## TASK OBJECTIVE
Exactly as given, repeat all of the entries.

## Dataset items
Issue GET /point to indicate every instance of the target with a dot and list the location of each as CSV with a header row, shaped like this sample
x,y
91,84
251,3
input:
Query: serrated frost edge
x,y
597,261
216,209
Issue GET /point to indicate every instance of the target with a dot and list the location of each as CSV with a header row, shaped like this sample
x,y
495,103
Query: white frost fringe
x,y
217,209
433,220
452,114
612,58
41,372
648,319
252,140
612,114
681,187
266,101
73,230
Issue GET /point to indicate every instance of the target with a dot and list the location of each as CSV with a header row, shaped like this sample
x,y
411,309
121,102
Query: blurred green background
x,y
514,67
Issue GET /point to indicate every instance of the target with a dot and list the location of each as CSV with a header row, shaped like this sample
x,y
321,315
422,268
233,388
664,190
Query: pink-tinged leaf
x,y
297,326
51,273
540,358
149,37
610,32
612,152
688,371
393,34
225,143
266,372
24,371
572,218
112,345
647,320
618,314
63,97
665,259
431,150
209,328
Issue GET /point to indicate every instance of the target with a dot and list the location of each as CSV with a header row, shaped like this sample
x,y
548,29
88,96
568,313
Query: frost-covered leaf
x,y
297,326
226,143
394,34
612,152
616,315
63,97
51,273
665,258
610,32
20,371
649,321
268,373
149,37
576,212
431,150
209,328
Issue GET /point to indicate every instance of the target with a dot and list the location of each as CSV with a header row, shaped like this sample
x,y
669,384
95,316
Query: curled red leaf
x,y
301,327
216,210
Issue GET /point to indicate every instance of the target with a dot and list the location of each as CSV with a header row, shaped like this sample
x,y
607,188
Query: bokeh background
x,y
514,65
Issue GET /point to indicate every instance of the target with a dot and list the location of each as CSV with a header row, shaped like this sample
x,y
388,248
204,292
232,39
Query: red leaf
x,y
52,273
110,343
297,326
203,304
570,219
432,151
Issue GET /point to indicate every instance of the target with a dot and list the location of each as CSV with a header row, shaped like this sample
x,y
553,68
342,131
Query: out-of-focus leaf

## WRITTEN SOLUTION
Issue GET /point to indicate every instance of the target with a dot and list the location of each as CSV with a header row, shaped like this sample
x,y
91,84
251,3
input:
Query: serrated frost edge
x,y
597,261
216,209
Issue GET /point to indicate every instance of the target with a dot and list the location of each as CSV with a header row, shaped like this sample
x,y
495,103
Query: white frost fringe
x,y
217,209
433,220
452,114
612,58
41,372
648,319
252,140
612,114
681,187
266,101
73,230
Issue GET /point to indicate every instance of the target with a dot and list the location of each as CSV with a header row, shaped like this sample
x,y
411,309
121,102
Query: blurred green background
x,y
514,67
Issue GET /point to indicate every instance of the target with a dot and list the location of each as CSV with a header row, shaped like this sample
x,y
321,315
422,268
233,388
664,190
Query: pink-tinged leaf
x,y
297,326
51,273
540,358
149,37
610,32
612,152
688,371
393,34
225,143
266,372
24,371
572,218
112,345
647,320
618,314
63,97
665,259
431,150
209,328
Issue GET /point to indicate every instance of the target with a dot and list the location of each as CSV with a header row, shaped like this sample
x,y
548,29
88,96
568,313
Query: frost-covered leaf
x,y
297,326
226,143
394,34
612,152
616,315
63,97
51,273
665,258
610,32
20,371
649,321
268,373
149,37
576,212
431,150
209,328
Issue GET /point to indicate every instance of the target with a dot and list the location of each as CSV with a header row, shaped like this sample
x,y
669,384
95,316
Query: curled red leaf
x,y
301,327
216,210
Issue GET /point to indicate every instance of the target with a dot and list the location of each as CSV with a header row, shaped like this sample
x,y
607,188
Query: bokeh background
x,y
514,65
Issue GET /point to indicate every instance of the target with a dot and list the location of each as CSV with a header row, shaped like this sample
x,y
388,248
204,292
232,39
Query: red leaf
x,y
52,273
110,343
297,326
203,304
570,219
432,151
Issue GET /point to indicate every instance of the target with a dot and list the location of each as CSV with a header row, shaped like this sample
x,y
553,68
342,131
Query: out-of-focus leaf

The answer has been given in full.